Des heures difficiles pour les banques sud-africaines

Avec la crise de l’approvisionnement en électricité qui menace une grande partie de l’économie et gâche la vie des citoyens, les banques d’Afrique du Sud doivent faire face à de sérieux problèmes.
Les signaux sont contradictoires, concernant le secteur bancaire sud-africain. Tandis que Moody’s modifie son jugement d’ensemble de « négatif » à « stable », l’indienne ICICI annonce son intention de quitter le pays, ne pouvant tirer son épingle du jeu au sein de l’environnement concurrentiel. Et comme redouté, l’Afrique du Sud a été placée sur la « liste grise » du Gafi, signe de mauvaise coopération en matière de lutte contre le blanchiment d’argent.

───

CONSIGNE 1 -
D'après le texte sur les banques sud-africaines, quel jugement d'ensemble Moody's porte-t-il maintenant sur ce secteur ?
CONSIGNE 2 -
Pour chacune de ces affirmations, dites si elle s'accorde avec le texte sur les banques sud-africaines, en citant les mots qui tranchent.
(a) La banque indienne ICICI veut quitter l'Afrique du Sud.
(b) Moody's a fait passer son jugement de « stable » à « négatif ».
(c) L'Afrique du Sud a été retirée de la « liste grise » du Gafi.
CONSIGNE 3 -
Prolongez le texte sur les banques sud-africaines en reprenant juste après sa dernière phrase.

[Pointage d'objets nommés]
───

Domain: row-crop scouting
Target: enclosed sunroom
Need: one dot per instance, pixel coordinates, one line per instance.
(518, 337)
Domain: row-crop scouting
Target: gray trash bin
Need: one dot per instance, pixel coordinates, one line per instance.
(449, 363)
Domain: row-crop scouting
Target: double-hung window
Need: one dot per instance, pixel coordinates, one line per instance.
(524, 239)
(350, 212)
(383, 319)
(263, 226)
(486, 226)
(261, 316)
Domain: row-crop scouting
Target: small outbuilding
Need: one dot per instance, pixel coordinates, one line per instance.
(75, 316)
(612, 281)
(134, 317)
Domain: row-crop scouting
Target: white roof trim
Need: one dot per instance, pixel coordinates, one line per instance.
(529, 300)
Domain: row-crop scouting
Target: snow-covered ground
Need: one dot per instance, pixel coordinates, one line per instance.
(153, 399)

───

RÉPONSE ATTENDUE 1 -
Moody's le juge désormais « stable », et non plus « négatif ».

RÉPONSE ATTENDUE 2 -
(a) Oui : « l’indienne ICICI annonce son intention de quitter le pays ».
(b) Non : « Moody’s modifie son jugement d’ensemble de « négatif » à « stable » ».
(c) Non : « l’Afrique du Sud a été placée sur la « liste grise » du Gafi ».

RÉPONSE ATTENDUE 3 -
Fitch Ratings souligne la résilience dont ont fait preuve les banques, en Afrique du Sud et sur tout le continent, au cours des deux dernières années. Toutefois, l’agence de crédit précise que le tableau s’assombrit pour le secteur.
De plus, l’Afrique du Sud est toujours plongée dans une grave crise de l’énergie qui affecte la vie des citoyens et freine la croissance économique. Eskom Holdings, la compagnie publique du pays, est responsable de la production de plus de 90 % de l’électricité nationale. Comme ses centrales n’ont pas fait l’objet d’investissements ou d’un entretien adéquats, une grande partie de la machinerie ancienne ne fonctionne plus et Eskom n’a pas été en mesure de répondre à la demande.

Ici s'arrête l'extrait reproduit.